== STATED GOAL A ==
According to the problem description, which two functions remove the trailing character from the lookup key?

== TEXT ==
- - - - -

Problem:
This issue is related to intl. support for some languages, use of
collations and LIKE and STARTING WITH predicates, and >= / <= operators.
Specifically, when certain values are used on columns data in certain
languages & collations, the performance may drop significantly (scale
depends on actual query and data distribution).
Analysis revealed, that when last character of the lookup value is part
of "contraction" in used language, it's removed from the key by engine,
so the lookup is done for shortened key and thus may include much more
candidate rows - that are later eliminated from result by expression
evaluation. The removal is done in Utf16Collation::stringToKey and
LC_NARROW_string_to_key functions, and thus affects collations based on
Utf16 and NARROW, but not in KSC, UCS2, BIG5, JIS or GB2312 charsets.
The "contraction" is a facility to handle multi-character letters in
certain languages, like Spanish or Czech "ch" that is composed from "c"
and "h". The main purpose of contractions is handling of special
ordering rules for these letters, but has more broader meaning and use.
There are many languages that use contractions (but the issue was first
reported for Czech language), and contractions may consists from more
than two characters (some contraction rules could be quite complex, for
example there are "contractions with expansions" in Hungarian language).
The main reason why this "removal of trailing partial contraction" was
done is to achieve behavior "consistent" with search/evaluation in other
software (like text editors etc.), so (for example) STARTING WITH "C" or
LIKE "C%" will return rows starting with "C" or "CH".
This behavior itself is questionable (but more about that later), but
the main issue was the performance degradation. It's caused by increased
amount of I/O, as engine may process more candidate rows (selected by
index) than necessary. The amount of excess I/O depends greatly on data
distribution and used character set. For example, charset WIN1250 with
PDOX_CSY collation is affected (has contraction for "CH"), but WIN1250
is NARROW charset so data are dense and stored on less pages, while
charset UTF8 with collation for LOCALE=cs_CZ uses much more space (up to
2x-3x times) and thus more I/O for the same set of data.
The (non-)solution to performance issue was to use collations WITHOUT
contractions, which is not acceptable by end users, as it would also
lead in wrong order of data in ORDER BY / GROUP BY that would not
respect ordering rules for multi-character letters.
So, a better fix for performance issue is needed. Please note that
although this issue has very specific conditions to manifest, once user
is affected, the impact could be quite severe, especially for UTF8-based
data. It's also important to consider here that it's not possible to
work around or minimize the chance that this issue manifests by database
or application design.
Proposed solutions:
There are two "competing" solutions that BOTH solve the performance
problem, but have different consequences.

- - - - -

== STATED GOAL B ==
Count how many lines of the entries below contain the word "coordinates", and reply with the number only.

== RECORDS SHOWN ==
- - - - -

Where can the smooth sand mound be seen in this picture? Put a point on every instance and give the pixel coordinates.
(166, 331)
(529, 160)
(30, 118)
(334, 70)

- - - - -

== REPLY A ==
Utf16Collation::stringToKey and LC_NARROW_string_to_key

== REPLY B ==
1